▸ **Instructions for the task**
Where does the word "clicks" show up in the data? Please find each such line and copy it.

***** Available records

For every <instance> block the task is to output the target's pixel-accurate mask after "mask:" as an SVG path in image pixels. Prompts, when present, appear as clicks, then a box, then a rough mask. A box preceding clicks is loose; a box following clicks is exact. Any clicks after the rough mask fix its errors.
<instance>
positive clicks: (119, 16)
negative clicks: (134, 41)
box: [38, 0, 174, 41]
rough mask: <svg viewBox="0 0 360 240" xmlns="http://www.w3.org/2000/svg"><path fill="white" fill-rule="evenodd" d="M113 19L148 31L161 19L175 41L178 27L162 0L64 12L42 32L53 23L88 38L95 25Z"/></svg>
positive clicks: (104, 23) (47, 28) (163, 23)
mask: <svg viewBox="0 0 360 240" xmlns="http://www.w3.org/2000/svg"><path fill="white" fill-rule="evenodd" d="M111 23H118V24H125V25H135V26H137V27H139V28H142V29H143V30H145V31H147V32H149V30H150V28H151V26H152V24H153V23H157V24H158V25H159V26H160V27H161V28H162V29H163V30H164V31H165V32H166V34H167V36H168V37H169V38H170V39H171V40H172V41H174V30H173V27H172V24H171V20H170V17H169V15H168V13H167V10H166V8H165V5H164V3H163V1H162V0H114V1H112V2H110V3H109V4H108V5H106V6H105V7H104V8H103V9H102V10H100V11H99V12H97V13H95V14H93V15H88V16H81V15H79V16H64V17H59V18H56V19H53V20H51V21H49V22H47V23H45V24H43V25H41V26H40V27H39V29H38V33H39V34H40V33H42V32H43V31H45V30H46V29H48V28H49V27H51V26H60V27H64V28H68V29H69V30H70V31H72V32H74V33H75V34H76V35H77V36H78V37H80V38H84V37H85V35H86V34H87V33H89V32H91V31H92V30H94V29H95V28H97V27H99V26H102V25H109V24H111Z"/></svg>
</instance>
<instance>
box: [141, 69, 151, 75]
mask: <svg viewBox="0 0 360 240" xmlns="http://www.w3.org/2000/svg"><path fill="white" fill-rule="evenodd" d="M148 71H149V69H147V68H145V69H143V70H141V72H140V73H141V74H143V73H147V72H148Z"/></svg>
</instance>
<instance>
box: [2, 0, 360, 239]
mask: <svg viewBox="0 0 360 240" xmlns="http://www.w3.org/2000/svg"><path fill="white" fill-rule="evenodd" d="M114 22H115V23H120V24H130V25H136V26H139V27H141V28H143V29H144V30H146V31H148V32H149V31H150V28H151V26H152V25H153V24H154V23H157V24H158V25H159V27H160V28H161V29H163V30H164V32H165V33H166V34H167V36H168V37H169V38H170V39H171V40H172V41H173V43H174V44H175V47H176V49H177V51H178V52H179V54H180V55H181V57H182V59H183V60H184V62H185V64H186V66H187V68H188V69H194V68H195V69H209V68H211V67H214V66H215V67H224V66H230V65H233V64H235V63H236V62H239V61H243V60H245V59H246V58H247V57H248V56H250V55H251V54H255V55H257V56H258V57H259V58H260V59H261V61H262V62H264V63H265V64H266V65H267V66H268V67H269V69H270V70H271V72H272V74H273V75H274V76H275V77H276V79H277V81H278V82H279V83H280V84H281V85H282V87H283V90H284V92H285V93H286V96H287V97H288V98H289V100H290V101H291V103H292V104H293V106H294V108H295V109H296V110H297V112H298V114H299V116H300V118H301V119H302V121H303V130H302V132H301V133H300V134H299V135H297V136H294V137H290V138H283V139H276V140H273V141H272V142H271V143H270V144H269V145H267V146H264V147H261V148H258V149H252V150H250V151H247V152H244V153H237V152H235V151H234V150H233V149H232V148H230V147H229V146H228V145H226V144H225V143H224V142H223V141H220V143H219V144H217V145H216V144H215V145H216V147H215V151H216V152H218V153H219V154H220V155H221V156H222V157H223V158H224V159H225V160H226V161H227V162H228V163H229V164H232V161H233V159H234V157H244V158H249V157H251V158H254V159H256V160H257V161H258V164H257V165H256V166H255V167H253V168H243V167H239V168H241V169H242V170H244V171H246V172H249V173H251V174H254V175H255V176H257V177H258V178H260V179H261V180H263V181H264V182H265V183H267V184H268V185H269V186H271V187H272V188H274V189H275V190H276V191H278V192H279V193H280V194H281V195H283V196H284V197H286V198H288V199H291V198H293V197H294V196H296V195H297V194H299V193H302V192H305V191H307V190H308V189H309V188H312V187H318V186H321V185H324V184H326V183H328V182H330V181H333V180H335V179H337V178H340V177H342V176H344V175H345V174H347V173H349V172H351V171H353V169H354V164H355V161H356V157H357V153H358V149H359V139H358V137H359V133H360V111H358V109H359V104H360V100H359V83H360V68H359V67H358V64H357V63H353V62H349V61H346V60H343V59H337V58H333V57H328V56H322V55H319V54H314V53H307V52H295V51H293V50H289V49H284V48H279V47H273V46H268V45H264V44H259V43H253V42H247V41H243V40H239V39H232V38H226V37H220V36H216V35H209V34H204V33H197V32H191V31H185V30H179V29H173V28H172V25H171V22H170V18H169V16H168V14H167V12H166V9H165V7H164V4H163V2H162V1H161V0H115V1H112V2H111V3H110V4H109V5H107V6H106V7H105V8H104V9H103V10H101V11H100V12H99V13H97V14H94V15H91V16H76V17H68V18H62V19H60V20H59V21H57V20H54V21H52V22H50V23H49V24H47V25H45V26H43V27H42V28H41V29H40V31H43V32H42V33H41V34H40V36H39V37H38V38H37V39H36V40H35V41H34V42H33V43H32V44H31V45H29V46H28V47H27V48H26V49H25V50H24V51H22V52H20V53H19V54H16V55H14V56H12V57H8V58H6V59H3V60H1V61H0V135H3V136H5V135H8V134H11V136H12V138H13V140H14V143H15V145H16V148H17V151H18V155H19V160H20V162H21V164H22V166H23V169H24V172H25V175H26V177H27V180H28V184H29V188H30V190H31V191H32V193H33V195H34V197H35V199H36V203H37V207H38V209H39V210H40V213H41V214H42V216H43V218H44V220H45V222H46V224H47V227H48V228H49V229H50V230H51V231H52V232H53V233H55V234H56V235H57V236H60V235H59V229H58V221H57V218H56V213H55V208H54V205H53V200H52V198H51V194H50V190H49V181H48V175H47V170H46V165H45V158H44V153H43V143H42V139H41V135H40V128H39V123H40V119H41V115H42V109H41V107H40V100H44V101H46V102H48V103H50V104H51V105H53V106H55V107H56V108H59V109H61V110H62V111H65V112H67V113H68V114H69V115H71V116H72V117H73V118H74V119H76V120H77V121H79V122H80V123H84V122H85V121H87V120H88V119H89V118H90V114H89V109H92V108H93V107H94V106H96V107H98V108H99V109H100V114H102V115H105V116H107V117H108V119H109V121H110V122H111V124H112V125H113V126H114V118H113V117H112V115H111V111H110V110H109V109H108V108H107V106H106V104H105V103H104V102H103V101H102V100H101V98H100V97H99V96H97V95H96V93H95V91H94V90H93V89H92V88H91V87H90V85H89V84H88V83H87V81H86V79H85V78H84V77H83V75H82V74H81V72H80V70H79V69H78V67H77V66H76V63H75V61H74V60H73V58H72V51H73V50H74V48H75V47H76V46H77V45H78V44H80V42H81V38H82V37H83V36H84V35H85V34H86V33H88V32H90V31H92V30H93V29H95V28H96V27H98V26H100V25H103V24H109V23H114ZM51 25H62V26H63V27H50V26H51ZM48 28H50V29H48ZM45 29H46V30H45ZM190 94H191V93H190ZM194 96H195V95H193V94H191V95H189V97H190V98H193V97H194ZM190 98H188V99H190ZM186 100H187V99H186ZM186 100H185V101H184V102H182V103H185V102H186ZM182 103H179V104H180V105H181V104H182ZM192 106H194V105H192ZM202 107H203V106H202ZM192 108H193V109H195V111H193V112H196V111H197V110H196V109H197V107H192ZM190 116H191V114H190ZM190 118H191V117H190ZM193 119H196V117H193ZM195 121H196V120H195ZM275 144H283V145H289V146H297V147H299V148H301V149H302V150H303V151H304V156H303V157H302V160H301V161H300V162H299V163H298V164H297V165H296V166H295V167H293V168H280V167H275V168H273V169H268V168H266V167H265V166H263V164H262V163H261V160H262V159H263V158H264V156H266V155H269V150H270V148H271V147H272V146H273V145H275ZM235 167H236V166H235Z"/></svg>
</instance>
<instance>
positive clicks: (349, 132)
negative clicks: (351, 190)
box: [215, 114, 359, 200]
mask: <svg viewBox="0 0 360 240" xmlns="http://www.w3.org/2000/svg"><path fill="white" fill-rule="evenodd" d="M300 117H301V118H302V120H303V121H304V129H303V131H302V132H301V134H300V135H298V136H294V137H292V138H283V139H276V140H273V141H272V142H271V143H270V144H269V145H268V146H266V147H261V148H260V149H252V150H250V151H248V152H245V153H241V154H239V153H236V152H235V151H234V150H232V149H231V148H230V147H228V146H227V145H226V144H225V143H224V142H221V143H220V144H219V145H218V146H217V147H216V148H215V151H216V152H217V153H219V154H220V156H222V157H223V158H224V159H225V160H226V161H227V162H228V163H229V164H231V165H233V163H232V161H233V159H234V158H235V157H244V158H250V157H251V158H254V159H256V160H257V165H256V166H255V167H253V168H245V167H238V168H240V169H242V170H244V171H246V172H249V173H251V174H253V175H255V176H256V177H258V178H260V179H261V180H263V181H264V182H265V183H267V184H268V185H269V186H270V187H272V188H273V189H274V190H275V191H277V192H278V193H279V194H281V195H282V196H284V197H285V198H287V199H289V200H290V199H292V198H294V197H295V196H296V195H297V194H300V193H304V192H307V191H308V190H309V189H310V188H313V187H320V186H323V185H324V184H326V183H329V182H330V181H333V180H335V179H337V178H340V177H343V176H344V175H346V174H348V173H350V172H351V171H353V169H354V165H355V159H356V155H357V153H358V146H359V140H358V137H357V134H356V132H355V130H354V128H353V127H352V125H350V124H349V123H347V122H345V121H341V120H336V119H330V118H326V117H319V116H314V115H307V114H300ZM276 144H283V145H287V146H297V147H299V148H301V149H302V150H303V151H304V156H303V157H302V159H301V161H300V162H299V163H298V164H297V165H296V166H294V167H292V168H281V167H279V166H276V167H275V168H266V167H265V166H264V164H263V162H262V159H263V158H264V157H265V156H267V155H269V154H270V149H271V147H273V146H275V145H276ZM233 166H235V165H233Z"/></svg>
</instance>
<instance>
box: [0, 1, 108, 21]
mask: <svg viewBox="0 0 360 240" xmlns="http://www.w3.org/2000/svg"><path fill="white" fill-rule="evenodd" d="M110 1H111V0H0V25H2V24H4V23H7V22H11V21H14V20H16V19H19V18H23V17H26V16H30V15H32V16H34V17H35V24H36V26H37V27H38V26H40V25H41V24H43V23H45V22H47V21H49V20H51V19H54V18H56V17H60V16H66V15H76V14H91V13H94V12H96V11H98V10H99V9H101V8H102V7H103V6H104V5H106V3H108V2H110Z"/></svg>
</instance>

**********

▸ **Written answer**
For every <instance> block the task is to output the target's pixel-accurate mask after "mask:" as an SVG path in image pixels. Prompts, when present, appear as clicks, then a box, then a rough mask. A box preceding clicks is loose; a box following clicks is exact. Any clicks after the rough mask fix its errors.
positive clicks: (119, 16)
negative clicks: (134, 41)
positive clicks: (104, 23) (47, 28) (163, 23)
positive clicks: (349, 132)
negative clicks: (351, 190)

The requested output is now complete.